Intrusion detection and classifying the types of attacks are the two most important of our purpose. Our study uses deep Q-learning and machine learning approaches to binary and multiclass intrusion detection, respectively. Since we need fast response in binary diagnosis, binary detection is implemented in the fog layer. In other words, deep Q-learning identifies attacks in the fog layer. Events marked as intrusions are sent for more analysis and to identify types of attacks on the cloud. Cloud can perform complex analysis because there is no need for an urgent classifier and it has flexibility in response time. In the cloud layer, there is a robust method. It includes an ensemble machine learning approach of multi-class classification.

In the first step, we model the environment using GRU architecture to learn the internal relations between events in fog. In general, we integrate the influence of the historical information of the dynamic environment on policy optimization. Because we aim to detect attacks with small mutants compared to previous attacks, and recognition zero-day attacks in an IoT environment.

The important point is to send and share the information obtained in different fog nodes to the summary module in the cloud. That means the information created in each fog node is sent to the cloud so that it will be visible to all nodes. This module is responsible for updates based on received information. Generally, the proposed method is implemented in three phases, which are: 1) the preprocessing and environment modeling phase, 2) the binary detection and parameter updating phase, and 3) the multi-class detection phase. The overview of the proposed architecture is shown in Fig. 1. Three proposed phases with detail are described in the following subsections.

·····

ACTIVITIES |
1/ In the passage on intrusion detection, in which layer is binary detection implemented?
2/ Please summarize the passage on intrusion detection in two sentences.
3/ List the three phases of the proposed method named in the passage on intrusion detection.
The records are separate from the passage on intrusion detection.

INFORMATION |
·····

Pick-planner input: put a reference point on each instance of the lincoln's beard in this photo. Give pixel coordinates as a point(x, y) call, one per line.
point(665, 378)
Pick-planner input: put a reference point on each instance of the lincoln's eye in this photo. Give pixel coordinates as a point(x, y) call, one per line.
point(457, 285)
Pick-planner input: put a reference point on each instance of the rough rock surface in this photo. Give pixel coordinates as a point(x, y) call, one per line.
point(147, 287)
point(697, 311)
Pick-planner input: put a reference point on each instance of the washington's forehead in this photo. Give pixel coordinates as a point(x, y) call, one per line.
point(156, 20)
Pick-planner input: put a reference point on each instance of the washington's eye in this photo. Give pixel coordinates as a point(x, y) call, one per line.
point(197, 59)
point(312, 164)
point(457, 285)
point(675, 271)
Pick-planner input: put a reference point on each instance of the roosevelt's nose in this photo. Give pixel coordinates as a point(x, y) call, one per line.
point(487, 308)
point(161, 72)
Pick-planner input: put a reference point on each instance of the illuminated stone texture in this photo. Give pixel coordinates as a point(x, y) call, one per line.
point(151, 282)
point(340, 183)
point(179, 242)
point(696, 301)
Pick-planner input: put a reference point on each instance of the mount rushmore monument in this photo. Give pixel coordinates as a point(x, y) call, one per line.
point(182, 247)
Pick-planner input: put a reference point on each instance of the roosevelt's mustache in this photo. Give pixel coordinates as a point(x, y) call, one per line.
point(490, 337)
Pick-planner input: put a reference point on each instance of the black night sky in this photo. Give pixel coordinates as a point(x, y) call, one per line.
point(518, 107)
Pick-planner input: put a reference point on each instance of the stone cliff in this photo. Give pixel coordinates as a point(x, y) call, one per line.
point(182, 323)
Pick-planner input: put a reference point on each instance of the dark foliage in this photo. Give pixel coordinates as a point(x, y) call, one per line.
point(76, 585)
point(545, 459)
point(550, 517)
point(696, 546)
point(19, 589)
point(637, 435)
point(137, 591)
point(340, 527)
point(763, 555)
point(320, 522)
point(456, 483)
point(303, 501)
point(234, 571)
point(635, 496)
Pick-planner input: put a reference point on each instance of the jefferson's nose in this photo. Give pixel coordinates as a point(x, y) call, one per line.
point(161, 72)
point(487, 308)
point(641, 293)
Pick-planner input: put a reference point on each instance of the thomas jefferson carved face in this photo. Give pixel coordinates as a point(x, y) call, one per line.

·····

SOLUTIONS PER TASK |
1/ The fog layer.

2/ Deep Q-learning performs fast binary intrusion detection in the fog layer, and events marked as intrusions are sent to the cloud, where an ensemble machine learning approach of multi-class classification identifies the types of attacks. The method runs in three phases, and information from each fog node is sent to a summary module in the cloud that handles updates.

3/
1) The preprocessing and environment modeling phase
2) The binary detection and parameter updating phase
3) The multi-class detection phase